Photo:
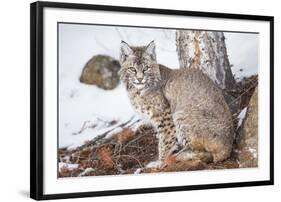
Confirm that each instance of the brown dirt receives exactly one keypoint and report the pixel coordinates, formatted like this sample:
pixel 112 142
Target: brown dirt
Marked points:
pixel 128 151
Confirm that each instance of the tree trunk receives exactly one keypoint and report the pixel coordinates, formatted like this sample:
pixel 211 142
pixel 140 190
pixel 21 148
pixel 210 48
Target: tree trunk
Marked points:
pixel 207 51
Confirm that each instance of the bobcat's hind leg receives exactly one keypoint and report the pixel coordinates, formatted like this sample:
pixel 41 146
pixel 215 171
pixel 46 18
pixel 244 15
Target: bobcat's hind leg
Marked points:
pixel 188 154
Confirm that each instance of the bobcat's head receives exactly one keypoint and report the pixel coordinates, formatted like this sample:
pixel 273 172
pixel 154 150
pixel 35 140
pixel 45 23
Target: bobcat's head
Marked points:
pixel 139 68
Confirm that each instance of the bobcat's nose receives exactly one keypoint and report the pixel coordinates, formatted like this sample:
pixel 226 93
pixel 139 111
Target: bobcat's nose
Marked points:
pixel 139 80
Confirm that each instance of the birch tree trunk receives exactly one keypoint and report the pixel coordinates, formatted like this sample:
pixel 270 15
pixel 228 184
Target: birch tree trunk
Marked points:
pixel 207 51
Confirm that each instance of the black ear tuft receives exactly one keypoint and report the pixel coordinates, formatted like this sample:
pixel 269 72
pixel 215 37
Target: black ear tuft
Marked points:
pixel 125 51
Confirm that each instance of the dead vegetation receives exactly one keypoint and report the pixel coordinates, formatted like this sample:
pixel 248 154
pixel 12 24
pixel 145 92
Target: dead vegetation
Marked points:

────────────────────────────────────────

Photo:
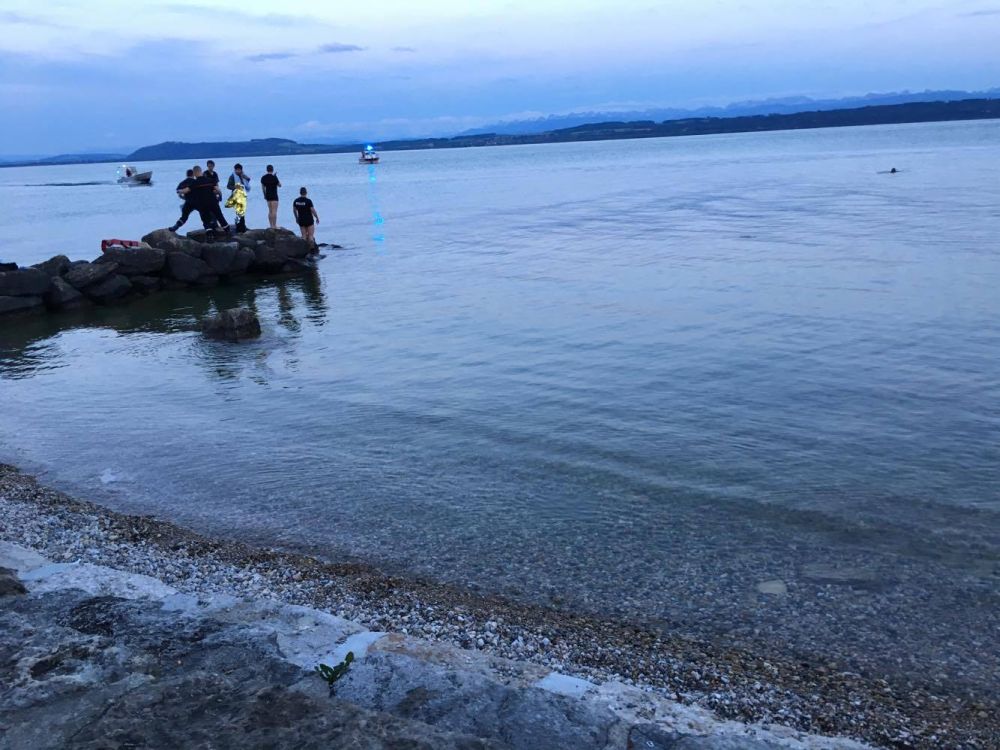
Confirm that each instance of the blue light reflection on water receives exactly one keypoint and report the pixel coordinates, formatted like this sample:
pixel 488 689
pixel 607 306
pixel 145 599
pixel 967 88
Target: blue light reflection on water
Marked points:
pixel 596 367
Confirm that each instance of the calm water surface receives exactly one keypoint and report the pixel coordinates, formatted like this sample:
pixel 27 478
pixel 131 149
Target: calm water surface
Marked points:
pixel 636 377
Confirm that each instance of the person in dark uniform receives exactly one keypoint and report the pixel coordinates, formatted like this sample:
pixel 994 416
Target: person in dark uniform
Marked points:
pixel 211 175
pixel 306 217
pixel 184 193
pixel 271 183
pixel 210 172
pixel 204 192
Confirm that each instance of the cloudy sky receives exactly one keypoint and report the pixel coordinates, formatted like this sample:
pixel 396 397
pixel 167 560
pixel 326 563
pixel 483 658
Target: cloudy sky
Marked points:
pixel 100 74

────────────────────────────────────────

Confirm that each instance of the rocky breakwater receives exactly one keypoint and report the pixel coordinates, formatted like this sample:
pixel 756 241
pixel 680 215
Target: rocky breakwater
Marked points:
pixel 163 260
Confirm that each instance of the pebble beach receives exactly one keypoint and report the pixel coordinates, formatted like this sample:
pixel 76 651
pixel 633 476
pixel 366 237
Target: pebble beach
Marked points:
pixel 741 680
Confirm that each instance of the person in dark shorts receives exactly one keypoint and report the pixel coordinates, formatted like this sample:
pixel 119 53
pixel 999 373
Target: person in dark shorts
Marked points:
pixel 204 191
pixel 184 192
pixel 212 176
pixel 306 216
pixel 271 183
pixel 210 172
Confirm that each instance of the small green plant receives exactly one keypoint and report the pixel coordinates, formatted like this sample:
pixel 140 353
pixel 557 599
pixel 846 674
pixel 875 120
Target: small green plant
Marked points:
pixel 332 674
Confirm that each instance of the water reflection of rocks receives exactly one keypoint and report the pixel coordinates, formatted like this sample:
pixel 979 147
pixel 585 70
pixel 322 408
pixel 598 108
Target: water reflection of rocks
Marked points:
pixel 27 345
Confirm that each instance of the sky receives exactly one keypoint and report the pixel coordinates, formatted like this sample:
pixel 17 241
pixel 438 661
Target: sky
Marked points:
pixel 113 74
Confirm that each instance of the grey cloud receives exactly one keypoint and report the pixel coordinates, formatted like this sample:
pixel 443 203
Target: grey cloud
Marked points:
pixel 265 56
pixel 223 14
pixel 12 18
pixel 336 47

────────────────────────────────────────

| Exercise prompt |
Look through the entries above and copy each line that has "vegetation" in it.

| Final answer |
Confirm that each instance of the dead vegetation receives exactly one keypoint and report the pixel coordinates, formatted like this sample:
Target: dead vegetation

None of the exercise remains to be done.